■ **Stated task**
Retype only what runs from the line that contains "drop a point: the light wood bowl rim" through the last line of the listing below, both lines included.

^^^^^^^^

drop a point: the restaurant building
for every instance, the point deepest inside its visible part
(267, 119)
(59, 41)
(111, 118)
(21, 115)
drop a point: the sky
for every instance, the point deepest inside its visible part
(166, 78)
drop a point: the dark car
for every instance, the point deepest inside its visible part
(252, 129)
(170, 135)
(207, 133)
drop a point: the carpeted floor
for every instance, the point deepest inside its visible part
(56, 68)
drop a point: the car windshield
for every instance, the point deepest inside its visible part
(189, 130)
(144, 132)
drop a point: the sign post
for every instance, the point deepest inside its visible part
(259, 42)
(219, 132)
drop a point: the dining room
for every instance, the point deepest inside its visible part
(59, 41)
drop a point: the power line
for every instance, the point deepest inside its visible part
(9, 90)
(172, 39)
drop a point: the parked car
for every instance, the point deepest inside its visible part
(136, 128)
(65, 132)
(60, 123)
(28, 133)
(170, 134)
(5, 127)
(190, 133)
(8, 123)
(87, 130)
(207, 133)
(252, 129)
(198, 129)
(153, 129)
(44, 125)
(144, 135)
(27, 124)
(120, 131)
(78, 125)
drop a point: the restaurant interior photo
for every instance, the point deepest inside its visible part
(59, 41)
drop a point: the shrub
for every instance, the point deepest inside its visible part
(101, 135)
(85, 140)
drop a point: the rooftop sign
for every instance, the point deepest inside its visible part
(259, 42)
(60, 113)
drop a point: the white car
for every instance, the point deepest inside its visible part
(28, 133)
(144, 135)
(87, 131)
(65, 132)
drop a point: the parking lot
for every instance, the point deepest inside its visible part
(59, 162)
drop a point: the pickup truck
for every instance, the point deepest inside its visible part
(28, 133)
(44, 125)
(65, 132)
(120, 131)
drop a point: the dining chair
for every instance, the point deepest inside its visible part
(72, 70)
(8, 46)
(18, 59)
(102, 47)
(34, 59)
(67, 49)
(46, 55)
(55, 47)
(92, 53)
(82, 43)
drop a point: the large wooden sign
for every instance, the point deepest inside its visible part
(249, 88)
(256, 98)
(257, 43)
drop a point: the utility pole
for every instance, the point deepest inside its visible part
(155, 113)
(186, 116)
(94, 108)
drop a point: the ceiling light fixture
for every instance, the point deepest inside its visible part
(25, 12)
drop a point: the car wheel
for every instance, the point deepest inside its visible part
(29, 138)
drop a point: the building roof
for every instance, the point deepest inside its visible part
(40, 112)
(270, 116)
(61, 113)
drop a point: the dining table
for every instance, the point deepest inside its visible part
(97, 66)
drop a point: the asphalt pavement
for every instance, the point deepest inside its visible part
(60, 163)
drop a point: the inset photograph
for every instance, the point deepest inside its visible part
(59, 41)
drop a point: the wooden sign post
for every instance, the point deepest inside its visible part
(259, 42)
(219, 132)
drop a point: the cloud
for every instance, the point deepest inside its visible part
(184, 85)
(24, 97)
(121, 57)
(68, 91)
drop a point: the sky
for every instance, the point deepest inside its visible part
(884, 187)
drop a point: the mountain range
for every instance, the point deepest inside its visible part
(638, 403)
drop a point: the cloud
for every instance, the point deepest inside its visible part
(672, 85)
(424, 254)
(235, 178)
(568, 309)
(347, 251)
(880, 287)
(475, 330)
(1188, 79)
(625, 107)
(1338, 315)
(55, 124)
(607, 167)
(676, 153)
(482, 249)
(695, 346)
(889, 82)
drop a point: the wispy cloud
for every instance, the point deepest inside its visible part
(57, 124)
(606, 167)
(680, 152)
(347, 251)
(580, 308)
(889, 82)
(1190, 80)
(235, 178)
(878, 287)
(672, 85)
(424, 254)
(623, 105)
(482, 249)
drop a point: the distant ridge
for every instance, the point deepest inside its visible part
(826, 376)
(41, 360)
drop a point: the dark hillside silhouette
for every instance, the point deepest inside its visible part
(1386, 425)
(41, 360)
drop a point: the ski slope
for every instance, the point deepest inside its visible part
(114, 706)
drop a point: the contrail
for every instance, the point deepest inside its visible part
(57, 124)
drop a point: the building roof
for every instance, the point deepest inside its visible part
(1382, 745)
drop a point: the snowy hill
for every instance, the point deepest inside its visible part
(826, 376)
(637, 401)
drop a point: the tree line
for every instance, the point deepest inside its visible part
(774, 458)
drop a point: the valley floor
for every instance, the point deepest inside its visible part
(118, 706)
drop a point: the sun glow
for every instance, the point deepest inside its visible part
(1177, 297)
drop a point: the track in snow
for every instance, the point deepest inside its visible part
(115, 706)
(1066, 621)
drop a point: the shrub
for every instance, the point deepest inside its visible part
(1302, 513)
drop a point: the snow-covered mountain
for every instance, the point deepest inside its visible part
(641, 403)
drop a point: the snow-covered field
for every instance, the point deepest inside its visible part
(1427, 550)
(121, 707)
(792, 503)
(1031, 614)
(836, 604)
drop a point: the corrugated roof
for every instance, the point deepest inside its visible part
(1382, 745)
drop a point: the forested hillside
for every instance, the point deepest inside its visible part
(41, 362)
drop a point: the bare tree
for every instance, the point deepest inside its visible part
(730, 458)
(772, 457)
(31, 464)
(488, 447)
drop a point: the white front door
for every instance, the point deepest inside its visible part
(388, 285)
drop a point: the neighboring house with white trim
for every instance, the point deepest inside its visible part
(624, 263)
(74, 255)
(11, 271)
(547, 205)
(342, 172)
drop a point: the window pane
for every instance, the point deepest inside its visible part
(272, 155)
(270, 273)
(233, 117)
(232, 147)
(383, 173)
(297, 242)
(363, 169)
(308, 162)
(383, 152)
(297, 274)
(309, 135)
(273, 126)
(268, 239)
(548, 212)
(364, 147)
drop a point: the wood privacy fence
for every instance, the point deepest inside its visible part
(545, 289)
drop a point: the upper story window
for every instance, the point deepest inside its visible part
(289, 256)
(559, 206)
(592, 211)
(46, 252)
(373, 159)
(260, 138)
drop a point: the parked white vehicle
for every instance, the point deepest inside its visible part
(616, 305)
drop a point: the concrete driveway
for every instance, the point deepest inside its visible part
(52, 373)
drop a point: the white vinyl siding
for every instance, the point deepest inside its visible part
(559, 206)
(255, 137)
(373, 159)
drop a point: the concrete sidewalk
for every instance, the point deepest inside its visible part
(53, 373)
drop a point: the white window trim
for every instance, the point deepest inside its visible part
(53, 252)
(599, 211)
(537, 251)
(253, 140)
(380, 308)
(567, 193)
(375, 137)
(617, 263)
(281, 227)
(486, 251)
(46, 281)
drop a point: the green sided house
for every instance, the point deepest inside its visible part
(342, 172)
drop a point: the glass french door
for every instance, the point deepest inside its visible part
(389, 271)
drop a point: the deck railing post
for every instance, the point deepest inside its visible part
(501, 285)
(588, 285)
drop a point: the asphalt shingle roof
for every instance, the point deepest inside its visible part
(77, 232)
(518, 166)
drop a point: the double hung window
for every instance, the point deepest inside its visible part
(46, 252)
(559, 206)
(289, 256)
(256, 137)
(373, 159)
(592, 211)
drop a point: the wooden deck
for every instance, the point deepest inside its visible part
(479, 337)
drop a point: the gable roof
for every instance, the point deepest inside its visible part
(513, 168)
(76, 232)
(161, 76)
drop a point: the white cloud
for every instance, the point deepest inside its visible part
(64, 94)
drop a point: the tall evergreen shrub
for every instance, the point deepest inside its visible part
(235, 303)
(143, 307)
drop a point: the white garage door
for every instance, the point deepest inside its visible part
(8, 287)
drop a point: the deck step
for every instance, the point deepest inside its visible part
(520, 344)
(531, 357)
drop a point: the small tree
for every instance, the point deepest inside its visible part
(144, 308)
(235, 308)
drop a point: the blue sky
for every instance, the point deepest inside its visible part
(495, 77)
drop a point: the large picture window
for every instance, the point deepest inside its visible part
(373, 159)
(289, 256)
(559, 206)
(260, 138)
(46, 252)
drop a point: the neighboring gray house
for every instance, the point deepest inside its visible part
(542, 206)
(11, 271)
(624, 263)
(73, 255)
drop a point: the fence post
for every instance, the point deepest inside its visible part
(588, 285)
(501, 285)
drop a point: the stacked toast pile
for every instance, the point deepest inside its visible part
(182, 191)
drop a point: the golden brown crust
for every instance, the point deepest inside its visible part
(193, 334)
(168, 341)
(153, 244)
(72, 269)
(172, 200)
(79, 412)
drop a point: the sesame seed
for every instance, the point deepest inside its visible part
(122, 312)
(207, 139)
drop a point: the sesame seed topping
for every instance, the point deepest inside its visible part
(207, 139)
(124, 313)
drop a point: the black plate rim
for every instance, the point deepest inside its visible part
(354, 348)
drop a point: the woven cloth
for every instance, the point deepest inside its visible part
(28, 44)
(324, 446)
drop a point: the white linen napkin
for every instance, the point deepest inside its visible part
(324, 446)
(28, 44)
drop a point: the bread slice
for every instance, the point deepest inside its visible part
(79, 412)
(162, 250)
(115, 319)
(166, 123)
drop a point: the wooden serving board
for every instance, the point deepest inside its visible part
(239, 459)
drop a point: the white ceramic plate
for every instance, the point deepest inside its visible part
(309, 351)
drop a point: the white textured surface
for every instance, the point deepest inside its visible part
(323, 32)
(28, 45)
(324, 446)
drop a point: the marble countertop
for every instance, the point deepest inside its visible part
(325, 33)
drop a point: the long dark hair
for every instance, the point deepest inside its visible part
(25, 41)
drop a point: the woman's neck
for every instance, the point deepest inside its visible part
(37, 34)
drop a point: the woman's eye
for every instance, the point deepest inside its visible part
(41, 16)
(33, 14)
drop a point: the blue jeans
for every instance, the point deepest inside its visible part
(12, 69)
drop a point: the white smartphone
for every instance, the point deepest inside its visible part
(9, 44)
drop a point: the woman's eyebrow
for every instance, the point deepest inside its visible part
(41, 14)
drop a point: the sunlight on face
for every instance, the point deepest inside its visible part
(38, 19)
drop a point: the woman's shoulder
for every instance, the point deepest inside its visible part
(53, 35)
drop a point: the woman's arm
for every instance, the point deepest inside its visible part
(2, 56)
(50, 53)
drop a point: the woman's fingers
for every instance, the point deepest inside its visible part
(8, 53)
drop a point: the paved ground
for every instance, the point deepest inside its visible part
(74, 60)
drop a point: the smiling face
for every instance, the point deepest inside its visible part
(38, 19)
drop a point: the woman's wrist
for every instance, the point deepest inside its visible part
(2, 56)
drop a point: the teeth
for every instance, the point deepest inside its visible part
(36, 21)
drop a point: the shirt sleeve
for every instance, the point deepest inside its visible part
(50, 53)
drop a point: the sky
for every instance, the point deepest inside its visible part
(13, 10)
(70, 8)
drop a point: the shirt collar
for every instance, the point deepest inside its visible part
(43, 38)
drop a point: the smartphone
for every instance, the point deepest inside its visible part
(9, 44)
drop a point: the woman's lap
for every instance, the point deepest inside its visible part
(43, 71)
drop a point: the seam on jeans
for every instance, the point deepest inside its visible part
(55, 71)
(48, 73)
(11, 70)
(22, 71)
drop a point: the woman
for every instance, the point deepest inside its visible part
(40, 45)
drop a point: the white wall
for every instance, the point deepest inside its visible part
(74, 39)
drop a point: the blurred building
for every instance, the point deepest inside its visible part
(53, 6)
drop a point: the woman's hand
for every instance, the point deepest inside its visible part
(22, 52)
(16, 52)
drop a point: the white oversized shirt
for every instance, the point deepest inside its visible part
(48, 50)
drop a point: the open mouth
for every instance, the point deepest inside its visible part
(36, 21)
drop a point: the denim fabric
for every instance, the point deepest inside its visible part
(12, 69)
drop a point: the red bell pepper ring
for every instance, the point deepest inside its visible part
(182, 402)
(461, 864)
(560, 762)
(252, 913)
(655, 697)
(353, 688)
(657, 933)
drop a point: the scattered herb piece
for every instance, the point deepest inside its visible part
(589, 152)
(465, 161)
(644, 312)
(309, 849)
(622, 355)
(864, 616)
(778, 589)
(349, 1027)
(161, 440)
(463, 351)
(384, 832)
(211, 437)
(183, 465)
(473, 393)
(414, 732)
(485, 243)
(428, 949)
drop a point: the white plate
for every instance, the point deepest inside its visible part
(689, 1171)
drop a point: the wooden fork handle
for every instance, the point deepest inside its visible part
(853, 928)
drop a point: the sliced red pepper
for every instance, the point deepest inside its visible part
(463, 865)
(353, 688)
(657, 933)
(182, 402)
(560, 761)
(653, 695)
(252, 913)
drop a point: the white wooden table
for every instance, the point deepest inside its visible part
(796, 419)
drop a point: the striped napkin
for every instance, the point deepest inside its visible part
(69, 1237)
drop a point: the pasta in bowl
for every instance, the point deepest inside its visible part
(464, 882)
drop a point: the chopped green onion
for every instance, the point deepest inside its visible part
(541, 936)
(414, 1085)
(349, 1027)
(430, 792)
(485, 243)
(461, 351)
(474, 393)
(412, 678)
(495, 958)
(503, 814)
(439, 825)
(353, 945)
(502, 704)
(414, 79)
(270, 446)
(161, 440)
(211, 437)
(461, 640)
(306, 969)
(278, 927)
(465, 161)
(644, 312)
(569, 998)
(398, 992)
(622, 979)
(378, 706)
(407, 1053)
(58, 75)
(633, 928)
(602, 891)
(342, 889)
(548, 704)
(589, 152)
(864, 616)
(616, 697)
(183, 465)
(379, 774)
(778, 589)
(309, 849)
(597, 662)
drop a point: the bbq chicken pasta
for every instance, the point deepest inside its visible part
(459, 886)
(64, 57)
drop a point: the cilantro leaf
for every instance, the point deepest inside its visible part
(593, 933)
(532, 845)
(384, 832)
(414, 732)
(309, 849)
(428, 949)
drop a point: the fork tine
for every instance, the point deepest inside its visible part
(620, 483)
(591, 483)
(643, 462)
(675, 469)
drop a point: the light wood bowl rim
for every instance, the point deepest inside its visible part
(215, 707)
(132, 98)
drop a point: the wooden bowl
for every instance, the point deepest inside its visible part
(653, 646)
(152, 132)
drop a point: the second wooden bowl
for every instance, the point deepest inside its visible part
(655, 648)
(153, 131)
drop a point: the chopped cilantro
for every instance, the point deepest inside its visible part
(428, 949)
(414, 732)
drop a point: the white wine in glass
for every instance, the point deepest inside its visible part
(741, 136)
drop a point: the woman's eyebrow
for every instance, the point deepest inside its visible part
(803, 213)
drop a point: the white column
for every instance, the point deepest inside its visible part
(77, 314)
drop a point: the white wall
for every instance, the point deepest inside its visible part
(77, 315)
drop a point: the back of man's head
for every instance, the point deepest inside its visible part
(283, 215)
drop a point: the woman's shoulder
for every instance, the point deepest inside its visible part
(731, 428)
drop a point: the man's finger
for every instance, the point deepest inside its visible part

^^^^^^^^

■ **Answer below**
drop a point: the light wood bowl rim
for every instance, the point deepest inside its visible part
(215, 707)
(132, 98)
drop a point: the wooden bowl
for every instance, the point deepest inside its visible part
(653, 646)
(152, 132)
drop a point: the second wooden bowl
for every instance, the point deepest inside its visible part
(655, 648)
(153, 131)
drop a point: the chopped cilantro
for every instance, the point deepest inside its visible part
(428, 949)
(414, 732)
drop a point: the white wine in glass
for every instance, the point deepest inside its visible part
(741, 136)
drop a point: the woman's eyebrow
for every instance, the point deepest inside its visible part
(803, 213)
drop a point: the white column
for every instance, the point deepest inside its visible part
(77, 314)
drop a point: the white wall
for every instance, the point deepest inside its visible part
(77, 315)
drop a point: the back of man's head
for every instance, the point deepest inside its visible part
(283, 215)
drop a point: the woman's shoulder
for every instance, the point deepest inside its visible part
(731, 428)
drop a point: the man's finger
for every instance, the point deepest inside its visible part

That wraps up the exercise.